* [PASSAGE PROVIDED]:
........

# Canopy Orchidarium Details



## ChrisFL (Apr 21, 2013)

[youtube]MPj-CbVIsLw[/youtube]

All of the orchids or Diplocaulobium or Bulbophyllum species from Oceania or the Maritime Continent. 

The branches are a custom made epoxy insert that will never break down. They were made by Ron Rundo at http://www.insertswork.com

The black striped panels on the back left side are Flexwatt heat strips. 

Lighting is supplied by 6 x 39 watt t5 HO. 

Misting/watering is supplied by a piston pump. 

Fresh air/air exchange is supplied by an ADDA waterproof DC fan mounted in an electrical conduit and plumbed to hole drilled in the bottom of the tank. 

Warmer side temp range:







Cooler side temp range:






All of this is computer controlled and monitored via a net server. 

And yes, that is a green tree python.

Some bloom photos here:

http://olasanaflora.blogspot.com


----------



## SlipperFan (Apr 22, 2013)

You could go into business!


----------



## ChrisFL (Apr 22, 2013)

Hahah, thanks Dot! This is a labor of love all the way though. I definitely wouldn't want to do it as a business.

........

* [EXTRACTED RECORDS]:

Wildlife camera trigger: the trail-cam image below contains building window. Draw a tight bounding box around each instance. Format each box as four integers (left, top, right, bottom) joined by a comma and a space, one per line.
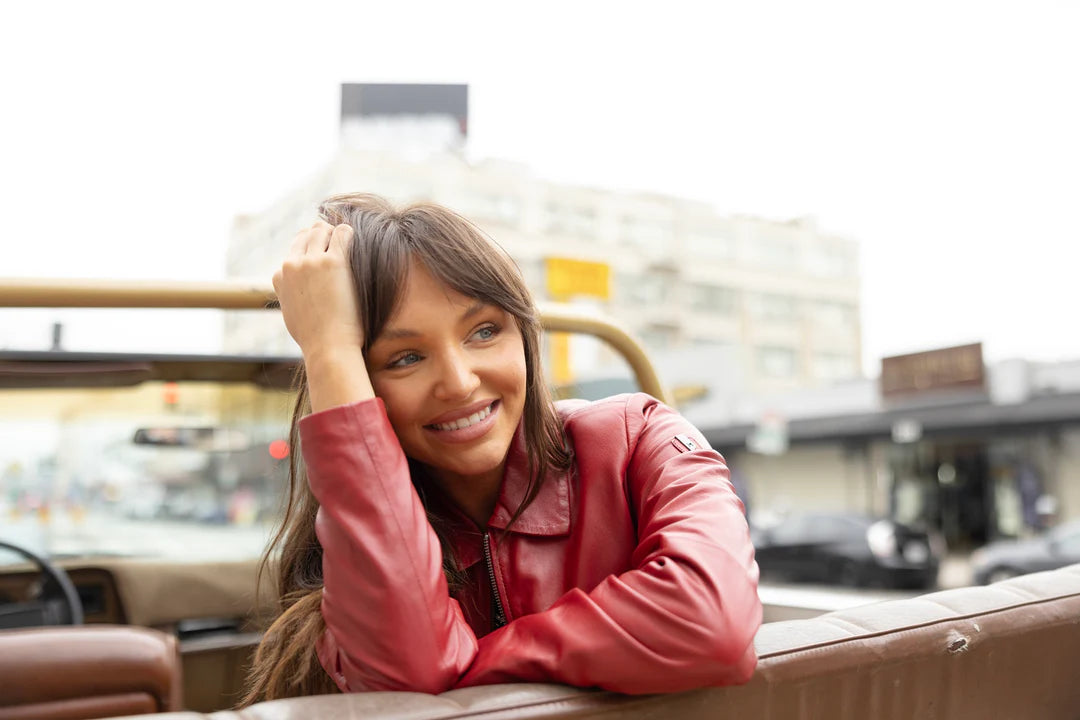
687, 283, 738, 315
544, 201, 596, 237
757, 347, 798, 378
619, 215, 674, 248
812, 300, 855, 330
807, 246, 856, 277
686, 228, 735, 260
813, 353, 858, 381
747, 293, 798, 323
750, 230, 798, 270
467, 192, 522, 227
616, 273, 674, 305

........

* [TASK OBJECTIVE]:
Please write what comes next in the forum thread about the orchid enclosure, starting after its last post.

* [RESULT]:
----------



## SlipperFan (Apr 22, 2013)

There is a program on the Animal Planet channel called "Tanked" where these two guys create fish tanks out of unusual objects. I've only seen snippets, but I'll bet they make a good living...


----------



## goods (Apr 22, 2013)

SlipperFan said:


> There is a program on the Animal Planet channel called "Tanked" where these two guys create fish tanks out of unusual objects. I've only seen snippets, but I'll bet they make a good living...



They did a GTP terrarium for the Petco headquarters that was not even in the same league as Chris's. They need to take some lessons, at least on the terrestrial side!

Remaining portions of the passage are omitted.